Reproduce the entries below without any alteration, from the first line of the entries through the line containing "MULTIPOLYGON (((188 104, 188", including that line. Copy nothing after it.

[Begin Input material]

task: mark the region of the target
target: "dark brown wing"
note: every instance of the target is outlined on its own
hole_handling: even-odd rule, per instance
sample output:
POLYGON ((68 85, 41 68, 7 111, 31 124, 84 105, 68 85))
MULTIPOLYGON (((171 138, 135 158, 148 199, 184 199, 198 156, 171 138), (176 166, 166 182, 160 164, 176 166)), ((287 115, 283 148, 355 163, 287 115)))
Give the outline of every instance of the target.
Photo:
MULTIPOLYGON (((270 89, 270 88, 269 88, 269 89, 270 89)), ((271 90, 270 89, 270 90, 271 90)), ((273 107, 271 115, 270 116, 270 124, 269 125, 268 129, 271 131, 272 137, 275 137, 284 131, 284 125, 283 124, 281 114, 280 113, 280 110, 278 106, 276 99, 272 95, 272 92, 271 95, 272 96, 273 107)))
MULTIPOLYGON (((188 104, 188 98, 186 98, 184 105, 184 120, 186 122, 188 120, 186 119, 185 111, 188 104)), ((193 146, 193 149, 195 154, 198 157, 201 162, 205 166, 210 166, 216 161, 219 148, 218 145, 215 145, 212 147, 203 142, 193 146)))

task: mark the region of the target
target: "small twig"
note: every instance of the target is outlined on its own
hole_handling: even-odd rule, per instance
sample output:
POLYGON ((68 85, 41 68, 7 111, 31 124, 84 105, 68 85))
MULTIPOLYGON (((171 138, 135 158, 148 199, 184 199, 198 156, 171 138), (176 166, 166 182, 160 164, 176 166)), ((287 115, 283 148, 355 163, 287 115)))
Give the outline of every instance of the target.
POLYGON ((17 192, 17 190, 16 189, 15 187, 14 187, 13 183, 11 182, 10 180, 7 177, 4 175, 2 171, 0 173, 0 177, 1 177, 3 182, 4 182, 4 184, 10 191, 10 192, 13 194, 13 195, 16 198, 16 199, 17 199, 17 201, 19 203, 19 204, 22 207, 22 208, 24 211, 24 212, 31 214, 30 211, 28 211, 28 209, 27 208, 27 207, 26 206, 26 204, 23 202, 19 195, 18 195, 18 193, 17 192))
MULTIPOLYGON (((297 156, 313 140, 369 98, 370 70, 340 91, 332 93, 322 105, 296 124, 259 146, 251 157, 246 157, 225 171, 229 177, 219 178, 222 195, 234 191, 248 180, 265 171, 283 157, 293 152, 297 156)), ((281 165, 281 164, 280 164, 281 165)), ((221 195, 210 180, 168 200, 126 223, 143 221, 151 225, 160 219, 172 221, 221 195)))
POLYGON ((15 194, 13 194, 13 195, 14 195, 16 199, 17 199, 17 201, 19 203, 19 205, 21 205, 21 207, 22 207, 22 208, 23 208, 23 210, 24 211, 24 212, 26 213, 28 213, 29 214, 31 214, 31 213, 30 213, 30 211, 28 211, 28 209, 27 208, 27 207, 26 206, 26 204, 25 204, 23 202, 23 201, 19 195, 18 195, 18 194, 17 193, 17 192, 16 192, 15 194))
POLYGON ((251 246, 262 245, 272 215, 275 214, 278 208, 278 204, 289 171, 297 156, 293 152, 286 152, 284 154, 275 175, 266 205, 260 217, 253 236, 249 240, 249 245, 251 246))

[End Input material]

**Full output**
task: mark the region of the target
target: "dark brown wing"
note: every instance of the target is outlined on its own
hole_handling: even-odd rule, per instance
sample output:
POLYGON ((68 85, 41 68, 7 111, 31 124, 84 105, 68 85))
MULTIPOLYGON (((171 138, 135 158, 148 199, 184 199, 198 156, 171 138), (176 166, 166 182, 160 164, 176 166)), ((287 115, 283 148, 355 163, 287 115)))
Give the outline of every instance of the target.
Photo:
MULTIPOLYGON (((270 89, 270 88, 269 88, 269 89, 270 89)), ((271 90, 270 89, 270 90, 271 90)), ((273 107, 271 115, 270 116, 270 124, 269 125, 268 129, 271 131, 272 137, 275 137, 284 131, 284 125, 283 124, 281 114, 280 113, 280 110, 278 106, 276 99, 272 95, 272 92, 271 95, 272 96, 273 107)))
MULTIPOLYGON (((188 104, 188 98, 186 98, 184 105, 184 120, 186 122, 188 120, 186 119, 185 111, 188 104)), ((193 146, 193 149, 195 154, 198 157, 201 162, 205 166, 210 166, 216 161, 219 148, 218 145, 215 145, 212 147, 203 142, 193 146)))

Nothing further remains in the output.